-- Data under study follows --

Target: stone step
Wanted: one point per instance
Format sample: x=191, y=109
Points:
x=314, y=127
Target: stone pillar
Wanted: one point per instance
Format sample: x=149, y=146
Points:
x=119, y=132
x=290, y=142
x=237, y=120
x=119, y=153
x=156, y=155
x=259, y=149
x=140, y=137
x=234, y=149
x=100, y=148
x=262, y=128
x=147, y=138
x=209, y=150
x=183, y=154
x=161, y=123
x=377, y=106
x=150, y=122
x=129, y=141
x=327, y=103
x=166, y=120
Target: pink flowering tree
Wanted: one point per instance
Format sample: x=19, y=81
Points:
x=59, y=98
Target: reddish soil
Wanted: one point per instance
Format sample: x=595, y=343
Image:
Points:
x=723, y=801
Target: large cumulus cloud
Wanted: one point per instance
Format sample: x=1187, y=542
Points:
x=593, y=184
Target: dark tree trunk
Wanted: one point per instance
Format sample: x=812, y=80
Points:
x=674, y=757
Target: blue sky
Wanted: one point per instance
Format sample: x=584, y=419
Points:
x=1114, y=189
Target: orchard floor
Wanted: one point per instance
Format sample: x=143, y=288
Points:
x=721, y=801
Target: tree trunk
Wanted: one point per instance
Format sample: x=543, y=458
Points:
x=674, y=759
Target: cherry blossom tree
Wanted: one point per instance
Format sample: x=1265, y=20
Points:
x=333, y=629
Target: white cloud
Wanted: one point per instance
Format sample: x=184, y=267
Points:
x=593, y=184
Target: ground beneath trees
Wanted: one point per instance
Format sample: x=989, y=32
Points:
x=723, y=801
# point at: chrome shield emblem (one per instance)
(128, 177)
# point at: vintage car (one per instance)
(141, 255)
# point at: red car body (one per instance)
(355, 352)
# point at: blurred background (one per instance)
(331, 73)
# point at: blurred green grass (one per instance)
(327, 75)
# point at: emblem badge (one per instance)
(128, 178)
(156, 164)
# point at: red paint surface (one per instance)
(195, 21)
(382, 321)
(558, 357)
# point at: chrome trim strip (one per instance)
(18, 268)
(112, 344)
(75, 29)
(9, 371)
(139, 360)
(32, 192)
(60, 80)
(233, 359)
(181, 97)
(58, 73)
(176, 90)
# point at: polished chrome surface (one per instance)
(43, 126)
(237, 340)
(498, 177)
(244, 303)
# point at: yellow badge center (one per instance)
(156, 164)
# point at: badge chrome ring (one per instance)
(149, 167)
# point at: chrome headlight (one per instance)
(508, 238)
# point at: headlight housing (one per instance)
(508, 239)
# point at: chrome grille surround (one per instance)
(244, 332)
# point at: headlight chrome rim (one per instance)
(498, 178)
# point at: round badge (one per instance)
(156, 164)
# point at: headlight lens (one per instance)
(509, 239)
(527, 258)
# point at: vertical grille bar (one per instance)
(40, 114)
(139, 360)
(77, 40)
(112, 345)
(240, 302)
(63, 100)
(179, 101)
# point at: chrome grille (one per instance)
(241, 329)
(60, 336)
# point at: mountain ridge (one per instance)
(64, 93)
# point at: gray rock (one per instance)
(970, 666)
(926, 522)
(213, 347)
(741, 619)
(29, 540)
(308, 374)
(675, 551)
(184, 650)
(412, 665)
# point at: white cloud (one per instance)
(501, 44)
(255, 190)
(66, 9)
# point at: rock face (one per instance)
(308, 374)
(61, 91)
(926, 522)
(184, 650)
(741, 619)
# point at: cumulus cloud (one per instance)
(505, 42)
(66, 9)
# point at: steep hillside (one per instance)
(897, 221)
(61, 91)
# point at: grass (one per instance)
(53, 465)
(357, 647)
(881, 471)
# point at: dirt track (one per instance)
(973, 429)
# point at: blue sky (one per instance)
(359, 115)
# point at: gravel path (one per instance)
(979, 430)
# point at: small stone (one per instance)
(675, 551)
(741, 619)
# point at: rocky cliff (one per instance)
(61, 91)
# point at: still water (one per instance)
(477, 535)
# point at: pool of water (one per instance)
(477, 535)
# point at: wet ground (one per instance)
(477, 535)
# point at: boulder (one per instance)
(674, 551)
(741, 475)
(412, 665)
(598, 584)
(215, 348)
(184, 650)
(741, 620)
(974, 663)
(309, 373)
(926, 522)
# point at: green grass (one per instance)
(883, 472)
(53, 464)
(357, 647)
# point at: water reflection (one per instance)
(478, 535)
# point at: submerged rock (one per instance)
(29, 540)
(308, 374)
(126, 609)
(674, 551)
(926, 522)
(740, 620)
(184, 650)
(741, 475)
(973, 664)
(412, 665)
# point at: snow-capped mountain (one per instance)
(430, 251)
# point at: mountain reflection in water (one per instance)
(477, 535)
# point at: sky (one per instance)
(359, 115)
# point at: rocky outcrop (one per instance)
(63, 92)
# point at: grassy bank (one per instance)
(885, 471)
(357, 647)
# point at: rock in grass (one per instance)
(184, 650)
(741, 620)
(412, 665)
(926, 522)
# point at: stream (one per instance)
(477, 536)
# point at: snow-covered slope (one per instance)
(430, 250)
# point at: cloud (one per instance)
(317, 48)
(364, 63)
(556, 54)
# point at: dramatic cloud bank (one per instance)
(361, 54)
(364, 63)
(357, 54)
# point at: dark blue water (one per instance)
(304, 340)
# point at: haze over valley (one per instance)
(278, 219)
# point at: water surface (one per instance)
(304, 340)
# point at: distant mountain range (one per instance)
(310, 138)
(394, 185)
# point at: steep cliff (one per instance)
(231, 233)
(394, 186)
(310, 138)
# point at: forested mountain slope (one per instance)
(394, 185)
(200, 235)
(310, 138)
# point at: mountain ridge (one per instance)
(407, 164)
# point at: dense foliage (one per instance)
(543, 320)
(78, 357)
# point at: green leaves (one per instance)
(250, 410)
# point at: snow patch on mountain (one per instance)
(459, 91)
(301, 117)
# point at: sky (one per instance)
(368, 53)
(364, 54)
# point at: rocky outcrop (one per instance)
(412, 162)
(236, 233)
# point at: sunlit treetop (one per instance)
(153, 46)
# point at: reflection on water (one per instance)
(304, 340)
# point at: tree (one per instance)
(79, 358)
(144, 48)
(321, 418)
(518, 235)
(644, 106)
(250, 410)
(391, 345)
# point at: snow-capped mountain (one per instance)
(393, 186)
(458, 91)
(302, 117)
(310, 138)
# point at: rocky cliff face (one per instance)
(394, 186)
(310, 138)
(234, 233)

-- Data under study concluded --

Which of the lines above carry the string "sample"? Pick them out and copy them.

Format sample: x=191, y=109
Format sample: x=149, y=146
Format sample: x=19, y=81
Format sample: x=595, y=343
Format sample: x=1187, y=542
Format sample: x=812, y=80
Format sample: x=584, y=419
Format sample: x=143, y=288
Format sample: x=543, y=458
Format sample: x=1265, y=20
Format sample: x=184, y=267
Format sample: x=989, y=32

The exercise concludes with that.